[A run of records]
>> begin
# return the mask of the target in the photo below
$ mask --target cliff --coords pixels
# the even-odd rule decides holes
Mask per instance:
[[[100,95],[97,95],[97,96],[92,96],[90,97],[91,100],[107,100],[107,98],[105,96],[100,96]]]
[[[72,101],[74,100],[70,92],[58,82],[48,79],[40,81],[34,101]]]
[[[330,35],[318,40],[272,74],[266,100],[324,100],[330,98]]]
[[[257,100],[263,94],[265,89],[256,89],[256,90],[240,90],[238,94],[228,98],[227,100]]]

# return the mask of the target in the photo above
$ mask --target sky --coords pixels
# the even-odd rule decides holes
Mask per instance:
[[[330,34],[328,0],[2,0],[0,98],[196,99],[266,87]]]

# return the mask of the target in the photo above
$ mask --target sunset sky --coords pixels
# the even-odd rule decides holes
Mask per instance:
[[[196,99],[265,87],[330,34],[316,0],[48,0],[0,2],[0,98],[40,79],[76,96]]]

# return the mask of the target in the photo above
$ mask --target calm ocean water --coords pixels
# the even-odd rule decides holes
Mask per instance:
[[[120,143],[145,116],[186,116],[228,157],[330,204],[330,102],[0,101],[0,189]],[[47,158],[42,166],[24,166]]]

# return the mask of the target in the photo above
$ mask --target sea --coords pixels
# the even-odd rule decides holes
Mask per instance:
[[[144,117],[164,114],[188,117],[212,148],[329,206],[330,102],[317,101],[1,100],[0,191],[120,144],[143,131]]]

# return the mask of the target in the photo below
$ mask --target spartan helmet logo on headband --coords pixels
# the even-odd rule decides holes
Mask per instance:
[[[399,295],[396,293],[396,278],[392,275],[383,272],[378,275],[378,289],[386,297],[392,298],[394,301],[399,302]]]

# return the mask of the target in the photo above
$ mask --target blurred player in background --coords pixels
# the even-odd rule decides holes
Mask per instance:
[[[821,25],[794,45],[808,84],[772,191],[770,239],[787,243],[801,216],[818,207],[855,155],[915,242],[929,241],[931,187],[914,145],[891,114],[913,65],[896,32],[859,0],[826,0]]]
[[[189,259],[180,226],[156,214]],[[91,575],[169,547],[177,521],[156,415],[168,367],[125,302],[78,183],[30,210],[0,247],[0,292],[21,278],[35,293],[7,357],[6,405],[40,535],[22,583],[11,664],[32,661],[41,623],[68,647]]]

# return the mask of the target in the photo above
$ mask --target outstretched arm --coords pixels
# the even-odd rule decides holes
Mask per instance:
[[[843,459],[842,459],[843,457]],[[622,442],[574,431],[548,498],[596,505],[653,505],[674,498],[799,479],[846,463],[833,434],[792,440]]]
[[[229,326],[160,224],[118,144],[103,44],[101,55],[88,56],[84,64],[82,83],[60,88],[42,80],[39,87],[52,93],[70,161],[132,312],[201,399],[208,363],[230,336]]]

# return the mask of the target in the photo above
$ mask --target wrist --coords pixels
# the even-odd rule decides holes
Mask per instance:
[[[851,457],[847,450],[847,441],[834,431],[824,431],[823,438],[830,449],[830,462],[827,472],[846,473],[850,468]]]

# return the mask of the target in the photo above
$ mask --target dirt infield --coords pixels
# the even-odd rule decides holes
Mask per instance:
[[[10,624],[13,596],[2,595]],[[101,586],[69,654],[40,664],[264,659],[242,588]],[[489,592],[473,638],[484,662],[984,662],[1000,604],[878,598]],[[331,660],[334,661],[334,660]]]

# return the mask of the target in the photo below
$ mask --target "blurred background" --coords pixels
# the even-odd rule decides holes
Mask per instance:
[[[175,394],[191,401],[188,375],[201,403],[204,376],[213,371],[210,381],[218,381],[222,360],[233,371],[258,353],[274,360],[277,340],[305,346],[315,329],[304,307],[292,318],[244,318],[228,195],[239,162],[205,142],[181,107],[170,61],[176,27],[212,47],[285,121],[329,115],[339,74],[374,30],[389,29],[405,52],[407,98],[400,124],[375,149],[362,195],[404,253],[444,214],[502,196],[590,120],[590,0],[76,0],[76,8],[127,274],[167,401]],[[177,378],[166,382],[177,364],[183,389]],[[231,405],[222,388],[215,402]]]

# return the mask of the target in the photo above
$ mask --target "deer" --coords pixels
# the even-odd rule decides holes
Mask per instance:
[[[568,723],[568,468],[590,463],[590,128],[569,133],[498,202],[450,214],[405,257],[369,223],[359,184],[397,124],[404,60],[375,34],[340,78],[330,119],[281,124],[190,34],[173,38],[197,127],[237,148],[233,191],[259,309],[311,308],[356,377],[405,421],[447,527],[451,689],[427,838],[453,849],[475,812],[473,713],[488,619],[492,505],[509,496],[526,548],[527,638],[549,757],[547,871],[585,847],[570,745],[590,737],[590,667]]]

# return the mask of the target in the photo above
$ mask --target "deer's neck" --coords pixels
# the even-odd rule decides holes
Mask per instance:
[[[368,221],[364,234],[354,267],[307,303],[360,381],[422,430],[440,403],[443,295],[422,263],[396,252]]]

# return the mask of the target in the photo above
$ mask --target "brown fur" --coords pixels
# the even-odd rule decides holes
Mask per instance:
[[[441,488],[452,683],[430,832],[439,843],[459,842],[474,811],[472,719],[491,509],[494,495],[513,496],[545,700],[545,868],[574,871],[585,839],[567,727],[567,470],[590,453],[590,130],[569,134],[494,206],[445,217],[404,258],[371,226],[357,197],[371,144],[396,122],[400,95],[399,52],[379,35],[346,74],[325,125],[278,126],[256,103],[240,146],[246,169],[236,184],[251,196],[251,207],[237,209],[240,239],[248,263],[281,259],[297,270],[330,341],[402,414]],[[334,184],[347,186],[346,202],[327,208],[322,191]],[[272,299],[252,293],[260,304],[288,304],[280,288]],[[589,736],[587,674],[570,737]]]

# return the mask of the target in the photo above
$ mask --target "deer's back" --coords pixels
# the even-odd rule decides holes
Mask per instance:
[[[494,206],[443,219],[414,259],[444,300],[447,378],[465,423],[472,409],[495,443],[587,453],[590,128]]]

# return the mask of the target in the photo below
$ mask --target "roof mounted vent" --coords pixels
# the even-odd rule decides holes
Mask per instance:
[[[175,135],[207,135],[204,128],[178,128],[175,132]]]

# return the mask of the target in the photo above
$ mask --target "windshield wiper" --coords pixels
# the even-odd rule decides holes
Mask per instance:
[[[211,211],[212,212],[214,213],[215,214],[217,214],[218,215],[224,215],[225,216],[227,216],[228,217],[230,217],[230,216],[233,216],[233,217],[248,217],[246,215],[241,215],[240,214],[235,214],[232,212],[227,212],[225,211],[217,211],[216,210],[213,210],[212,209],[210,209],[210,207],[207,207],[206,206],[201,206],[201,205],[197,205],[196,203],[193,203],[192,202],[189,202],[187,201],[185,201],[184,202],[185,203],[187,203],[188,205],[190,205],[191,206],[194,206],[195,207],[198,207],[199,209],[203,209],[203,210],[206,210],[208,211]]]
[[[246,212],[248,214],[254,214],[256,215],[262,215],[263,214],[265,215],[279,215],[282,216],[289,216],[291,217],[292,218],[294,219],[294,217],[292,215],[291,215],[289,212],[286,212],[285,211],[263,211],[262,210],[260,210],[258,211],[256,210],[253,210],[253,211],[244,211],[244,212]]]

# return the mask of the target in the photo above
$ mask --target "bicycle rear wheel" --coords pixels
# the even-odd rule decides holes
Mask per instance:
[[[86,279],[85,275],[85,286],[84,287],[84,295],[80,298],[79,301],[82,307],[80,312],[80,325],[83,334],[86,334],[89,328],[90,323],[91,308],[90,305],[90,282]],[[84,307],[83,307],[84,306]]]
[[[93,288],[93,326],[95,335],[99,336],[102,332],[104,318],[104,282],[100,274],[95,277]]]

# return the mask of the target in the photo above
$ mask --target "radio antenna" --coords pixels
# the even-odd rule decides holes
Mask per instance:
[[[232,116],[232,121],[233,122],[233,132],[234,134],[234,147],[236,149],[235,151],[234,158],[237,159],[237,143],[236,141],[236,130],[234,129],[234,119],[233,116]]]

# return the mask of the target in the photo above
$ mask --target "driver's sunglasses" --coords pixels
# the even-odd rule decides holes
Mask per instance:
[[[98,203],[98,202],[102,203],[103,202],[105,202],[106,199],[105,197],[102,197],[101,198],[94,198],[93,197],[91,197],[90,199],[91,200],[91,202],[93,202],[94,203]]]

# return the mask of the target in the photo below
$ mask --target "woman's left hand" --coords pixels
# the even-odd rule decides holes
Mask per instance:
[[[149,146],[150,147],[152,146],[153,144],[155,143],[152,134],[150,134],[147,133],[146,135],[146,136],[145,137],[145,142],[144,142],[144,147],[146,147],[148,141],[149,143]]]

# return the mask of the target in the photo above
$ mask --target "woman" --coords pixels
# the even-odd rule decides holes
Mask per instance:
>> end
▶ **GOAL**
Collect every line of the data above that contains the word "blurred" and copy each one in full.

▶ **RESULT OF THIS EXERCISE**
$ mask --target blurred player in background --coords pixels
$ mask --target "blurred background" --coords pixels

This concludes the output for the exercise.